(Exercise aim) Please format each line of the items below as a JSON list of strings, one string per line, with blank lines omitted and every item included. Leave the pictures out of your answer.

[Object location annotation data]
+ + + +
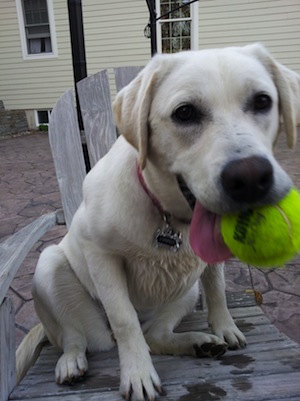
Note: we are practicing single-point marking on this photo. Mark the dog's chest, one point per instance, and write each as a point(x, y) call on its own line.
point(161, 276)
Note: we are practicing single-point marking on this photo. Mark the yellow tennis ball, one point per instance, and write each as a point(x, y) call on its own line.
point(267, 236)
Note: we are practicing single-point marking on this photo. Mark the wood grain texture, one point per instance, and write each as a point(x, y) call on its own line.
point(124, 75)
point(266, 370)
point(96, 109)
point(14, 250)
point(7, 349)
point(65, 141)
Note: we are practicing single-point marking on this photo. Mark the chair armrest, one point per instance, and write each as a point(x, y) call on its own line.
point(14, 250)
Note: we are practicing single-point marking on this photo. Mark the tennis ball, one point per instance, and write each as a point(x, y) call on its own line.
point(267, 236)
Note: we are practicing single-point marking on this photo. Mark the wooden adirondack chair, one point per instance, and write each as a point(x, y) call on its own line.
point(268, 369)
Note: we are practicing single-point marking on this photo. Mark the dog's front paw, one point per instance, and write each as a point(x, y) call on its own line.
+ + + +
(Result of this exercise)
[
  "Note: we are practicing single-point marking on this photo. Mark the dog's chest, one point per instance, and write each as a point(x, y) call on its own line.",
  "point(161, 276)",
  "Note: we are practicing single-point marking on this photo. Mark the yellow tennis ball, one point per instance, and write each as a point(x, y) call on its own line.",
  "point(267, 236)",
  "Note: we are practicing single-point marking on this photo. Mark the wood grain texture, one point per instance, and write each as a point(x, y) call on its own line.",
  "point(124, 75)",
  "point(266, 370)",
  "point(96, 109)",
  "point(14, 250)",
  "point(7, 349)",
  "point(65, 141)",
  "Note: we are practicing single-point marking on this photo. Mark the chair armrest, one point per instance, and write each as a point(x, y) call on its own line.",
  "point(14, 250)",
  "Note: we are practicing single-point marking on this photo. Mark the tennis ball, one point per instance, and write each as a point(x, y) call on its own line.",
  "point(267, 236)",
  "Note: we are practicing single-point marking on this photo. Mark the wooden adirondack chair, one point per instance, and write each as a point(x, y) call on its own line.",
  "point(268, 369)",
  "Note: we are practicing single-point marking on this photo. Mark the dog's front paw, one point per instance, and write each as a point(x, y) call on its own line."
]